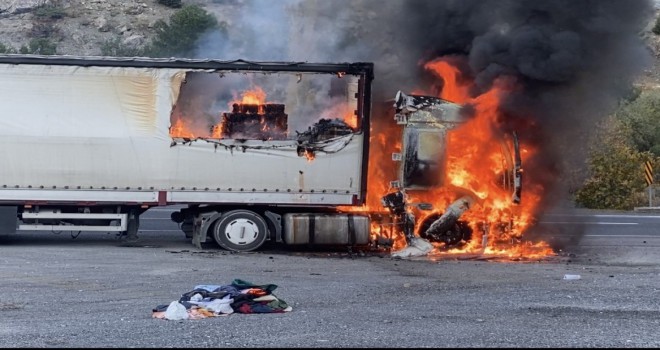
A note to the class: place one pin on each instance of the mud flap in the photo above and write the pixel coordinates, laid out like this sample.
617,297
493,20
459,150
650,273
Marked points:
8,219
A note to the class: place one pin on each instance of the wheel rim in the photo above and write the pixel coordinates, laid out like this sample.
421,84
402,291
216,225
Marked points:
241,231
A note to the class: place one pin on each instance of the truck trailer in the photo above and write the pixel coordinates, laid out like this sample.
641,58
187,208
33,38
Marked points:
250,151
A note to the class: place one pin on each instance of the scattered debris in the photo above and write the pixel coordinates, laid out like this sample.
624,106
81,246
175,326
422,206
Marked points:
571,277
416,247
222,300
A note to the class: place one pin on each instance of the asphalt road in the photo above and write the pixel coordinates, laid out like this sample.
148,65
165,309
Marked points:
96,291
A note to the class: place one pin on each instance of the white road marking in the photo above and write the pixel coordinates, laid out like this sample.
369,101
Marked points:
588,223
609,215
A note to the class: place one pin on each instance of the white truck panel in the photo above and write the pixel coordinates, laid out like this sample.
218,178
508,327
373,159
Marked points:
91,128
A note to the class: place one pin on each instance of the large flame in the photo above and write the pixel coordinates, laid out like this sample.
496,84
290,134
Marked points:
477,163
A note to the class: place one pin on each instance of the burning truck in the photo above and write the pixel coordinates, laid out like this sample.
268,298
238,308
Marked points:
249,152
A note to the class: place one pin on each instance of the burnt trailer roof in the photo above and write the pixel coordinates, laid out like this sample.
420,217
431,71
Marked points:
357,68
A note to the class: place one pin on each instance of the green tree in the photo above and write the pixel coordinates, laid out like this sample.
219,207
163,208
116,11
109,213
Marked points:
170,3
114,47
180,36
616,170
39,46
642,117
6,49
656,27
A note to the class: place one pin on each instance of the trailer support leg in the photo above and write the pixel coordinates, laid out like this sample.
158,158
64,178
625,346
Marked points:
132,225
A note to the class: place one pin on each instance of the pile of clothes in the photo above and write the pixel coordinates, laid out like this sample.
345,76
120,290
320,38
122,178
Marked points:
221,300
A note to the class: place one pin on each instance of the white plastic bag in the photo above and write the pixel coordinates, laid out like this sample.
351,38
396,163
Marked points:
176,311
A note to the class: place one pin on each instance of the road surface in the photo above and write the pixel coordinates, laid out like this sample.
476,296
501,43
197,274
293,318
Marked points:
96,291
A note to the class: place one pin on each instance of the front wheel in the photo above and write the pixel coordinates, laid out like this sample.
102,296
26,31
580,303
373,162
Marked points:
240,230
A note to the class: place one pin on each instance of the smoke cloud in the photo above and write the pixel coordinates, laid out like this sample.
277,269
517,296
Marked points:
571,59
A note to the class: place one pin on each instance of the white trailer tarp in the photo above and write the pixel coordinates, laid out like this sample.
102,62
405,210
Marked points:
108,128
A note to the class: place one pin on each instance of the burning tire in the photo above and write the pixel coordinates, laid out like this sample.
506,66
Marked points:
457,233
240,230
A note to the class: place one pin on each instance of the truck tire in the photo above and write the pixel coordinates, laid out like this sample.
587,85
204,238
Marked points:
240,230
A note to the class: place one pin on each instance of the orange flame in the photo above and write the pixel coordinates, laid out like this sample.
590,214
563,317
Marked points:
475,163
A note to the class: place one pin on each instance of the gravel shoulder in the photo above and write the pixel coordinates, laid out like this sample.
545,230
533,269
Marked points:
96,292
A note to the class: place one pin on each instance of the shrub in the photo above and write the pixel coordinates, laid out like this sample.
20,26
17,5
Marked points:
6,49
615,166
170,3
50,12
179,37
39,46
114,47
656,27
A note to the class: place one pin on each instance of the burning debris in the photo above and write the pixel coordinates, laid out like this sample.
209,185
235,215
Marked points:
447,228
255,122
318,135
446,161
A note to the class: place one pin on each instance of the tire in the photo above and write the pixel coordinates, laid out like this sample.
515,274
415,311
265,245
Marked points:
240,231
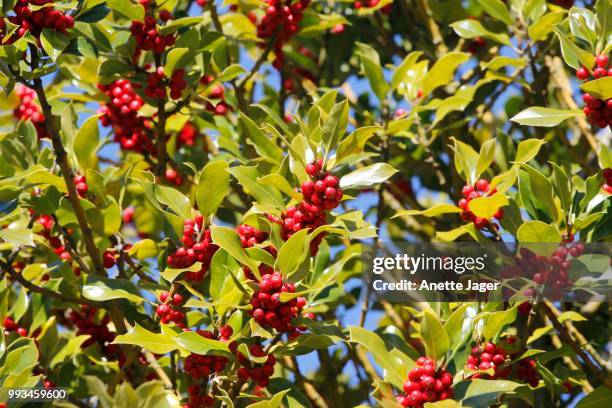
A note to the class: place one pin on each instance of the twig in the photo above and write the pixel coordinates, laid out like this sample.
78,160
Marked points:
66,170
44,291
160,132
600,372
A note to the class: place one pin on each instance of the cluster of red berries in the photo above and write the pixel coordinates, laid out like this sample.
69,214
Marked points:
607,175
121,112
372,3
146,34
323,191
216,92
259,373
197,247
320,195
10,325
426,384
47,222
80,183
268,309
302,216
28,109
597,111
108,259
550,271
250,236
479,189
87,322
127,215
196,399
280,22
188,135
485,357
157,83
173,177
201,366
35,20
167,311
527,372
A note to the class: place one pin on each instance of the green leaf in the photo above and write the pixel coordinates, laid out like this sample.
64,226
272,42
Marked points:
497,9
53,42
335,125
466,159
231,72
545,117
263,194
431,212
354,143
154,342
273,402
433,335
601,88
502,61
101,292
541,29
195,343
496,321
69,350
177,58
538,231
583,25
448,403
228,239
482,393
528,149
369,176
86,143
126,9
485,156
174,199
400,72
542,186
604,16
293,252
213,187
262,143
373,70
17,236
485,207
452,235
143,249
573,55
562,186
442,72
393,372
170,274
473,28
281,184
600,397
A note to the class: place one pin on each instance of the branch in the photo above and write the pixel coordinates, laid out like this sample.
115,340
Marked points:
160,132
309,388
600,372
44,291
62,160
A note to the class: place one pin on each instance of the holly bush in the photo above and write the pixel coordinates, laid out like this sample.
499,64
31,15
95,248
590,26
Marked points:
187,189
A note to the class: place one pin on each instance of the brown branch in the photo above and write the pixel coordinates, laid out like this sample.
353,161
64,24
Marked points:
62,160
44,291
309,388
160,132
600,372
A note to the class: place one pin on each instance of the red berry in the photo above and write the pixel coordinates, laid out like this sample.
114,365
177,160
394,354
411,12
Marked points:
582,73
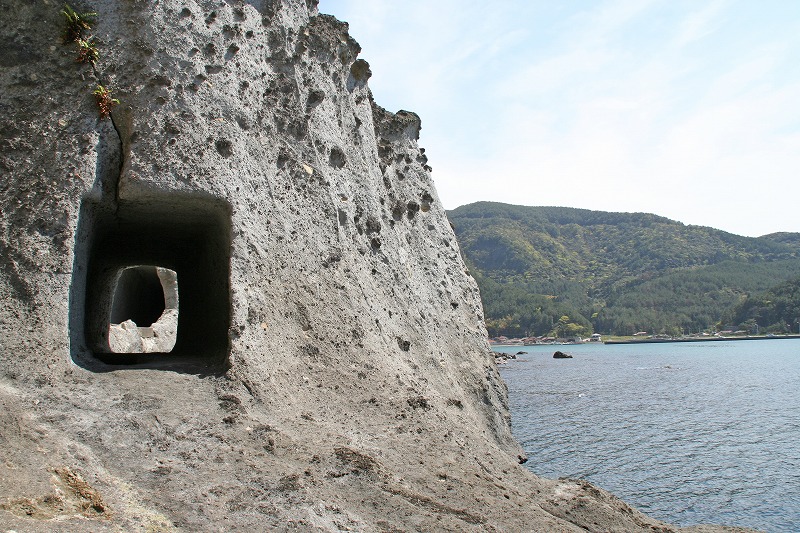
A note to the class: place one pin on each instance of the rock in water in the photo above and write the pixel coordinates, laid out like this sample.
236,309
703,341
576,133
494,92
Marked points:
330,368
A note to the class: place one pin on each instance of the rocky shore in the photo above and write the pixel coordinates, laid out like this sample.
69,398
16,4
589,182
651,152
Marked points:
330,370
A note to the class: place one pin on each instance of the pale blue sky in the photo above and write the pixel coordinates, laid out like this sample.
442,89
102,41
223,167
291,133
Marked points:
685,108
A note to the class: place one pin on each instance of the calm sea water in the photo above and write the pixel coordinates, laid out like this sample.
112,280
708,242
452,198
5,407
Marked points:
688,433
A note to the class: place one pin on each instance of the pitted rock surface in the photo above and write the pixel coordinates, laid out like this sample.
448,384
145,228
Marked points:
331,370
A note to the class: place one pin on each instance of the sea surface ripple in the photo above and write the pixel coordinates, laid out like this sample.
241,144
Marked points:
692,433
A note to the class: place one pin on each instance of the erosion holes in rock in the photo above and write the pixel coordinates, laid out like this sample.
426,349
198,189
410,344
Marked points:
188,234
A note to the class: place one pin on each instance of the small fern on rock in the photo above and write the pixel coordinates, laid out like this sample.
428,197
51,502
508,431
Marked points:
87,51
76,24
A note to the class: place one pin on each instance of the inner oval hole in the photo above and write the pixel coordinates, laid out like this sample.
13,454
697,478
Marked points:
139,296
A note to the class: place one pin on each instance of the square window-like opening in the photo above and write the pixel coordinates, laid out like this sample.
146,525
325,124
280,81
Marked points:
156,292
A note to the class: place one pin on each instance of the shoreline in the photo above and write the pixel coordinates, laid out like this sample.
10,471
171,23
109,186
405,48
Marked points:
703,339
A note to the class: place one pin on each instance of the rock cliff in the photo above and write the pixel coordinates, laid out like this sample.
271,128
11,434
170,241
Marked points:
330,369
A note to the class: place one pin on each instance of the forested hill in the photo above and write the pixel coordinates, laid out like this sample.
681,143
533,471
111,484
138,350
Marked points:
612,272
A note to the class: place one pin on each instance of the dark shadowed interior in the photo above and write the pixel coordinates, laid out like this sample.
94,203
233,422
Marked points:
138,296
186,233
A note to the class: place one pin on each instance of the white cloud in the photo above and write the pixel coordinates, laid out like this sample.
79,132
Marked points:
682,109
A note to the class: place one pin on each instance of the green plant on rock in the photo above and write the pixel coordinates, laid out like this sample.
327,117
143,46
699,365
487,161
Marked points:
105,104
87,51
76,23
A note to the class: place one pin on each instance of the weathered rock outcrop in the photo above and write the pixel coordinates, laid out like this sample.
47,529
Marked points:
330,371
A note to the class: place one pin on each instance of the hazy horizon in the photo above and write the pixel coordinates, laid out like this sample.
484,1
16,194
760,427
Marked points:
682,109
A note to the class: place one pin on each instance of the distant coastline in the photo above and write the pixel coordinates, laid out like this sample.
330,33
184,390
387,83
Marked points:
702,339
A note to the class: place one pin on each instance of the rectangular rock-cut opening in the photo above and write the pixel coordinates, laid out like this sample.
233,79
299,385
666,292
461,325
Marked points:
187,235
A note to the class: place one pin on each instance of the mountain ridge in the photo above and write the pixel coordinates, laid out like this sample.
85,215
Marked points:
603,267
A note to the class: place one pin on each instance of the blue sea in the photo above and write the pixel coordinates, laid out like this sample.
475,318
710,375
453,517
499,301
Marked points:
689,433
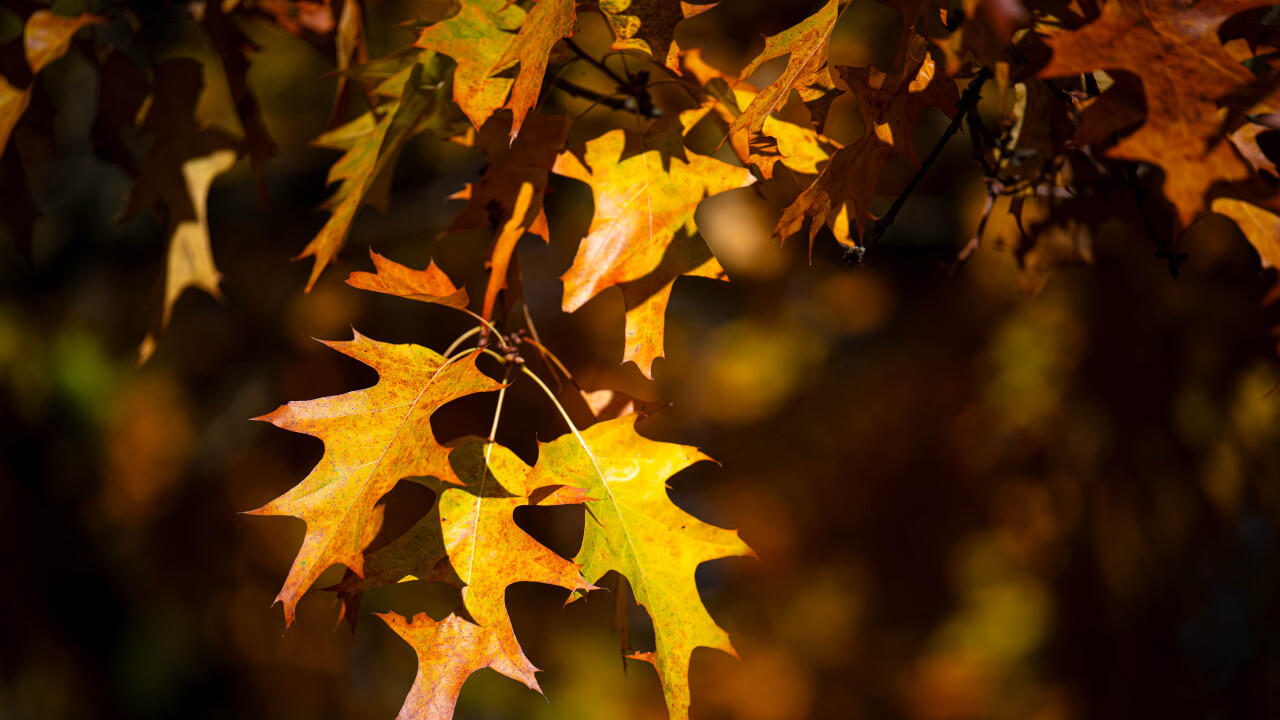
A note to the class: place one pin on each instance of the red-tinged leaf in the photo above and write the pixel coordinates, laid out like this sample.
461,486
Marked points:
1187,78
425,286
448,652
547,23
643,233
649,26
1260,227
635,529
504,246
233,49
373,438
805,48
478,39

JOB —
Copy exactly, please, the lines that run from the line holding "of the weathered" through the closing line of the material above, omitting every picture.

FULL RESPONSE —
A note to the class: place one pin on each instance of the weathered rock outcrop in the photo above and write the pixel coordinates, laid out like this sample.
47,529
Marked points:
330,371
A note to the class: place one pin on each instance of the hazy horizon in the photo above and write the pixel coordinates, laid out like this sample.
484,1
16,194
760,427
Marked points:
682,109
A note to the class: place one pin on each instance of the distant coastline in the photo above and write the pixel coordinates, laid out like this sample.
330,33
184,390
387,83
Marked points:
702,339
A note to the class: place one pin on each instance of the rectangular rock-cut opening in the photo above and write the pixel coordinates, laid out like this sample.
233,79
299,385
666,292
461,325
Marked points:
187,235
A note to the class: place one pin on each instance of the mountain ridge in the photo above and write the pixel coordinates, laid out like this sample.
85,215
Marked points:
603,267
A note to the class: place one pin on each instance of the blue sea in the photo above and write the pixel coordinates, laid out like this sample.
475,318
710,375
453,517
499,301
Marked points:
689,433
A note to the class: place one pin on each instance of the red-tinged leaf in the photo above and write the pixel coordinates, laid out like this sample.
461,486
Marked points:
1187,78
425,286
448,652
547,23
643,233
649,26
1260,227
635,529
504,246
233,49
373,438
805,48
478,39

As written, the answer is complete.